Dataset entries.

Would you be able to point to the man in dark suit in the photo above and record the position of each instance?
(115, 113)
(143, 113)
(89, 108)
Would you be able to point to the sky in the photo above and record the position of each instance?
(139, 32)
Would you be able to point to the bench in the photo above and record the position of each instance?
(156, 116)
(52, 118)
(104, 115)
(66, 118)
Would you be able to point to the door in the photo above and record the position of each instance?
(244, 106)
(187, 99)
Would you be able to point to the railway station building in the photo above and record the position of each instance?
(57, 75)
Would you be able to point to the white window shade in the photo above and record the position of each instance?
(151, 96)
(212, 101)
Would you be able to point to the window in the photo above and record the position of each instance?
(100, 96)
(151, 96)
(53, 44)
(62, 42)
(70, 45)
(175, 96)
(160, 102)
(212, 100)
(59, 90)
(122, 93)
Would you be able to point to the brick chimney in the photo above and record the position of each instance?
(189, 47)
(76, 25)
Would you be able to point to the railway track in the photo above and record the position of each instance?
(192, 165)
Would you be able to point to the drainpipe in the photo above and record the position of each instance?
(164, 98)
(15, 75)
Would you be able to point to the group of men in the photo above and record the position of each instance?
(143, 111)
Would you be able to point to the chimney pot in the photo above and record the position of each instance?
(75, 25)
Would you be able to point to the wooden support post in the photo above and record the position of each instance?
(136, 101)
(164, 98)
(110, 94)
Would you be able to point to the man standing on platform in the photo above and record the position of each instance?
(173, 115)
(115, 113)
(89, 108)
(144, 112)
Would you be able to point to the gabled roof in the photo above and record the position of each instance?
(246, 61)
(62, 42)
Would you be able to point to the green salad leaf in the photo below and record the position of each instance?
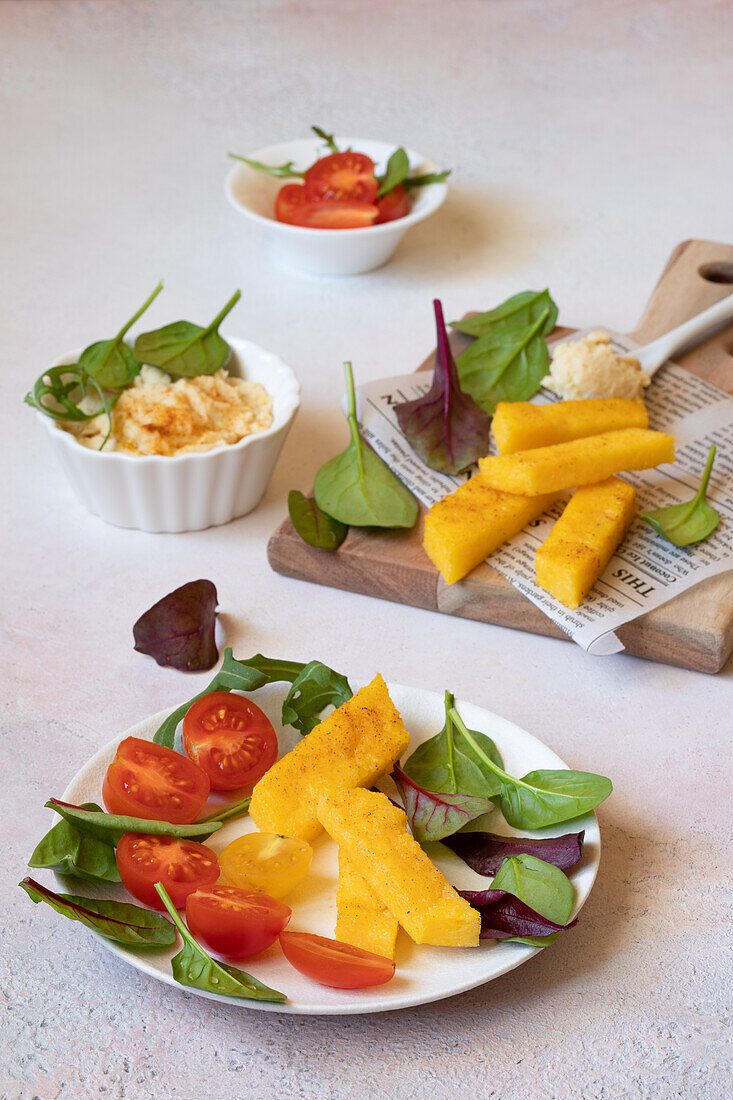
(357, 487)
(542, 887)
(192, 966)
(258, 671)
(110, 827)
(522, 310)
(68, 850)
(686, 524)
(112, 363)
(119, 921)
(186, 350)
(395, 173)
(313, 525)
(540, 798)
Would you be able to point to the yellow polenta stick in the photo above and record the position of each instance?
(357, 744)
(579, 462)
(521, 426)
(361, 919)
(467, 526)
(581, 542)
(373, 834)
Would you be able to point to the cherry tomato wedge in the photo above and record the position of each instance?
(334, 964)
(233, 923)
(341, 176)
(230, 738)
(393, 205)
(148, 780)
(266, 862)
(182, 866)
(293, 208)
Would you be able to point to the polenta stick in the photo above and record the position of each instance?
(579, 462)
(373, 834)
(361, 919)
(581, 542)
(468, 525)
(357, 744)
(521, 426)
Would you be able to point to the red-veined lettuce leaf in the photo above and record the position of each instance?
(177, 631)
(446, 427)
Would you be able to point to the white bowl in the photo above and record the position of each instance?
(327, 251)
(186, 492)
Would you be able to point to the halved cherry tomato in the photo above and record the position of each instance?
(182, 866)
(393, 205)
(230, 738)
(334, 964)
(233, 923)
(293, 208)
(266, 862)
(341, 176)
(148, 780)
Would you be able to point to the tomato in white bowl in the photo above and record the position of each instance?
(320, 250)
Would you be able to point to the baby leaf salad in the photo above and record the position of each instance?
(80, 391)
(150, 838)
(342, 190)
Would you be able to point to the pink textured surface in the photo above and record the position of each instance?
(584, 139)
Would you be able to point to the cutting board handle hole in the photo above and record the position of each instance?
(717, 272)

Work item. Repeat the data exactly as written, but without the pictures.

Result of the exercise.
Would you be able to point to the man in dark suit in the photo above and record the position of each instance?
(115, 113)
(143, 113)
(89, 108)
Would you be able to point to the sky in the photo above and record the position of each instance?
(139, 32)
Would you be able to point to the bench in the photo above and record the position of each instance?
(156, 116)
(52, 118)
(104, 115)
(66, 118)
Would you be able to point to the door in the photo above and record the position of each instance?
(244, 106)
(187, 99)
Would you be able to point to the railway station building in the photo above and record the position of each instance?
(57, 75)
Would you be able to point to the white window shade in the photo above and record the position of each instance?
(151, 96)
(212, 101)
Would you be able to point to the window in the photo above and record the position of each instance?
(100, 96)
(151, 96)
(53, 44)
(62, 42)
(70, 45)
(175, 96)
(160, 102)
(212, 100)
(59, 90)
(122, 93)
Would you be able to point to the brick chimney in the photo above and record the position of each instance?
(189, 47)
(76, 25)
Would you be able to point to the railway track in the photo above and record the position of each instance?
(192, 165)
Would you be able to point to the drainpipe in the photo above and record the position of each instance?
(164, 98)
(15, 75)
Would you be able to point to the group of men in the photo above and record the position of each instance?
(143, 111)
Would you be able to point to the chimney pot in the photo above and record the position of each instance?
(75, 25)
Would you be able to point to the wooden support post in the photo above and record the position of each instance?
(136, 101)
(164, 98)
(110, 94)
Would you be able to point to the man standing on platform in the photo above and record the position of each instance?
(173, 115)
(115, 113)
(89, 108)
(144, 112)
Would you be able to point to the gabled roof in the photo above and record the position of each instance?
(246, 61)
(62, 42)
Would you be able to point to the green salad leaf in the photo below and record the position of each instance?
(357, 487)
(542, 887)
(192, 966)
(258, 671)
(110, 827)
(522, 310)
(68, 850)
(686, 524)
(112, 363)
(119, 921)
(186, 350)
(395, 173)
(313, 525)
(540, 798)
Would you be able to point to the yellow polenta stick in the photo above and record the position of each instance?
(357, 744)
(579, 462)
(521, 426)
(361, 919)
(467, 526)
(581, 542)
(373, 834)
Would you be able to point to the cherry tomato wedge in the photo above and record the position of each instance?
(334, 964)
(233, 923)
(341, 176)
(230, 738)
(393, 205)
(148, 780)
(266, 862)
(182, 866)
(293, 208)
Would you be able to point to the polenta stick in the photo above and record the position of each instance?
(579, 462)
(373, 834)
(361, 919)
(581, 542)
(468, 525)
(357, 744)
(521, 426)
Would you be able to point to the red-veined lettuce leaf in the photo above and record the position of each instance?
(177, 631)
(446, 427)
Would you be able to point to the white bowl in the photo above and record the position of each instance?
(327, 251)
(186, 492)
Would you be able to point to the halved cherry tomato in the photo above and record the position of each instance?
(182, 866)
(393, 205)
(230, 738)
(334, 964)
(233, 923)
(293, 208)
(266, 862)
(341, 176)
(148, 780)
Would you be able to point to the tomato in white bowl in the photo above and record the position of each instance?
(320, 250)
Would you be able to point to the baby leaf salad in the photo above and record the position of each instance?
(80, 391)
(150, 838)
(342, 190)
Would you be able to point to the pink textured surface in the photo above and record the position of each instance?
(584, 139)
Would you be able to point to the cutting board handle hole in the photo above and record the position of each instance?
(717, 272)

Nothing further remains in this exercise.